--- SOURCE DATA ---

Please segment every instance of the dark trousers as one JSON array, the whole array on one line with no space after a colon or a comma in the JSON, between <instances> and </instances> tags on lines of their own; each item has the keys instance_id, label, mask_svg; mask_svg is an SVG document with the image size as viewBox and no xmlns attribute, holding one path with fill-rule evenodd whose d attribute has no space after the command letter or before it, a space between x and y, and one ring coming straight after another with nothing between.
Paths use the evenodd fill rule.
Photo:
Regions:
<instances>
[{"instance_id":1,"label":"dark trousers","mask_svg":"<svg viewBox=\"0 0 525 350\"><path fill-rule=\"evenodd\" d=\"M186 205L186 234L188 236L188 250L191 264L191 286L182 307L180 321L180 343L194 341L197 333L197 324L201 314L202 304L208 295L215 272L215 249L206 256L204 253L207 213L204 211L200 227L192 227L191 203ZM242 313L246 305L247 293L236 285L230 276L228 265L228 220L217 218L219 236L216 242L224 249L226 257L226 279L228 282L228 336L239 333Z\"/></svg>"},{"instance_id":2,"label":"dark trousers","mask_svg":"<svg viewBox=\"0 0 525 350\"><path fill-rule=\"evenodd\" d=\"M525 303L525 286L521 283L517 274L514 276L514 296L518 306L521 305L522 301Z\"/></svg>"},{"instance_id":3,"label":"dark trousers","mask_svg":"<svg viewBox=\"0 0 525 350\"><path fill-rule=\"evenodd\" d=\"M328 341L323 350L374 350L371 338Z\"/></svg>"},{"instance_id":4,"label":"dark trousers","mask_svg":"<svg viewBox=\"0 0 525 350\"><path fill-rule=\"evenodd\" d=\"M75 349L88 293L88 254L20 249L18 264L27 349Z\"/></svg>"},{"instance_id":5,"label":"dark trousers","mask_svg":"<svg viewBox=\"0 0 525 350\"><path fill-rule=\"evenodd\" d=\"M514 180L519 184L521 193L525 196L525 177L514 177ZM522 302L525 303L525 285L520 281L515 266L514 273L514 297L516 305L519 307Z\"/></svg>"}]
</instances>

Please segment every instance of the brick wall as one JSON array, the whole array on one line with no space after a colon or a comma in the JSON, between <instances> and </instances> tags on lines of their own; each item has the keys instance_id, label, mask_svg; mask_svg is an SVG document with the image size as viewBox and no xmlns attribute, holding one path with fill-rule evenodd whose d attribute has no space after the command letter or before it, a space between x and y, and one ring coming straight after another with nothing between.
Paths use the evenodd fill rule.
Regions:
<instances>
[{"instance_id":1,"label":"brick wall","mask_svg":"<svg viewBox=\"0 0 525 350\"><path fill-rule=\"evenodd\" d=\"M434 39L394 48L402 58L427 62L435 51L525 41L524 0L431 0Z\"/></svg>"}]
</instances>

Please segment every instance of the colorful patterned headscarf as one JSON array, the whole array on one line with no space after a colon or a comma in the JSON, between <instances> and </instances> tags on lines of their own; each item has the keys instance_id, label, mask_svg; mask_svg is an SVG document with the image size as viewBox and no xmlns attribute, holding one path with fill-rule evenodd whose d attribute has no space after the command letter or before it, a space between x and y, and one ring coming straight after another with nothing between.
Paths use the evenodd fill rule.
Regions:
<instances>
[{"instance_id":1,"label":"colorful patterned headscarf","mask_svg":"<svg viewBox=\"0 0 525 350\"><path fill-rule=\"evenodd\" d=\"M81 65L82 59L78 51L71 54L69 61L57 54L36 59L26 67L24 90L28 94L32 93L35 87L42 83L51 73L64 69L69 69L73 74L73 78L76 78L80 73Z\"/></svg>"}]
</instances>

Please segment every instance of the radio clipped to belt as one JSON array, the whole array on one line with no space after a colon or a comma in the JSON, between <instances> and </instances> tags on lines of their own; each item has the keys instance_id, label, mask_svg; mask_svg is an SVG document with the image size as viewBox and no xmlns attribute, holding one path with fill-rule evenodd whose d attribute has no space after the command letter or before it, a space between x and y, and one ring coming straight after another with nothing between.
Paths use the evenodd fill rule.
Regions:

---

ASSIGNED TASK: Write out all records exactly, keeping every detail.

REPLY:
Please segment every instance of the dark trousers as one JSON array, the whole array on one line with no space after a colon or a comma in the JSON, between <instances> and </instances> tags on lines of their own; each item has the keys instance_id, label, mask_svg; mask_svg is an SVG document with the image size as viewBox and no xmlns attribute, holding one path with fill-rule evenodd whose d attribute has no space after the command letter or before it, a space between x and y, and one ring coming straight after another with nothing between.
Paths use the evenodd fill rule.
Photo:
Regions:
<instances>
[{"instance_id":1,"label":"dark trousers","mask_svg":"<svg viewBox=\"0 0 525 350\"><path fill-rule=\"evenodd\" d=\"M186 205L186 234L188 236L188 250L191 264L191 286L182 307L180 321L180 343L194 341L197 333L197 324L201 314L202 304L208 295L215 272L215 249L206 256L204 253L207 213L204 211L200 227L192 227L191 203ZM242 313L246 305L247 293L236 285L230 276L228 265L228 220L217 218L219 236L216 242L224 249L226 257L226 279L228 282L228 336L239 333Z\"/></svg>"},{"instance_id":2,"label":"dark trousers","mask_svg":"<svg viewBox=\"0 0 525 350\"><path fill-rule=\"evenodd\" d=\"M525 303L525 286L521 283L517 274L514 276L514 296L518 306L521 305L522 301Z\"/></svg>"},{"instance_id":3,"label":"dark trousers","mask_svg":"<svg viewBox=\"0 0 525 350\"><path fill-rule=\"evenodd\" d=\"M328 341L323 350L374 350L371 338Z\"/></svg>"},{"instance_id":4,"label":"dark trousers","mask_svg":"<svg viewBox=\"0 0 525 350\"><path fill-rule=\"evenodd\" d=\"M75 349L88 293L88 254L20 249L18 264L27 349Z\"/></svg>"},{"instance_id":5,"label":"dark trousers","mask_svg":"<svg viewBox=\"0 0 525 350\"><path fill-rule=\"evenodd\" d=\"M514 180L519 184L521 193L525 196L525 177L514 177ZM522 302L525 303L525 285L520 281L515 266L514 273L514 297L516 305L519 307Z\"/></svg>"}]
</instances>

Please segment every instance of the brick wall as one JSON array, the whole array on one line with no space after a colon or a comma in the JSON, between <instances> and </instances> tags on lines of their own; each item has the keys instance_id, label, mask_svg; mask_svg is an SVG document with the image size as viewBox and no xmlns attribute, holding one path with fill-rule evenodd whose d attribute has no space after the command letter or before it, a space between x and y, and one ring coming straight after another with nothing between.
Paths use the evenodd fill rule.
Regions:
<instances>
[{"instance_id":1,"label":"brick wall","mask_svg":"<svg viewBox=\"0 0 525 350\"><path fill-rule=\"evenodd\" d=\"M434 39L394 48L402 58L427 62L435 51L525 41L524 0L431 0Z\"/></svg>"}]
</instances>

Please segment every instance of the colorful patterned headscarf as one JSON array, the whole array on one line with no space after a colon or a comma in the JSON, between <instances> and </instances> tags on lines of their own; each item has the keys instance_id, label, mask_svg; mask_svg is an SVG document with the image size as viewBox and no xmlns attribute, holding one path with fill-rule evenodd whose d attribute has no space after the command letter or before it, a space between x and y, and one ring coming straight after another with nothing between.
Paths use the evenodd fill rule.
Regions:
<instances>
[{"instance_id":1,"label":"colorful patterned headscarf","mask_svg":"<svg viewBox=\"0 0 525 350\"><path fill-rule=\"evenodd\" d=\"M81 65L82 59L78 51L71 54L69 61L57 54L36 59L26 67L24 90L28 94L32 93L35 87L42 83L51 73L64 69L69 69L73 74L73 78L76 78L80 73Z\"/></svg>"}]
</instances>

Please segment every instance of the radio clipped to belt as one JSON array, the whole array on one line with no space after a colon or a comma in the JSON, between <instances> and </instances> tags on lines of their own; each item has the keys instance_id, label, mask_svg; mask_svg is an SVG document with the image size as viewBox and no xmlns attribute, holding one path with fill-rule evenodd whose d attribute has no space after the command letter or before it, a space between x and y, and one ring coming straight after another with nothing between.
Paths use the evenodd fill rule.
Regions:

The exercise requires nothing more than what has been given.